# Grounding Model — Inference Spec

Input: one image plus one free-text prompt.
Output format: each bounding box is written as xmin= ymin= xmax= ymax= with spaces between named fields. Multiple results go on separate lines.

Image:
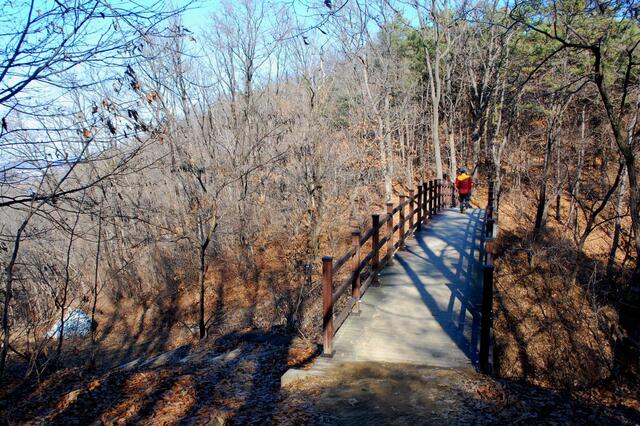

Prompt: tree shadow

********************

TASK BRIEF: Transcribe, without alteration, each line from the one with "Output format: each" through the last line of the data; no pictures belong in the copy.

YOUR SOLUTION:
Output format: each bounding box is written as xmin= ymin= xmax= ymax= with spaces between named fields. Multiple results go on separate lines.

Image:

Prompt: tree shadow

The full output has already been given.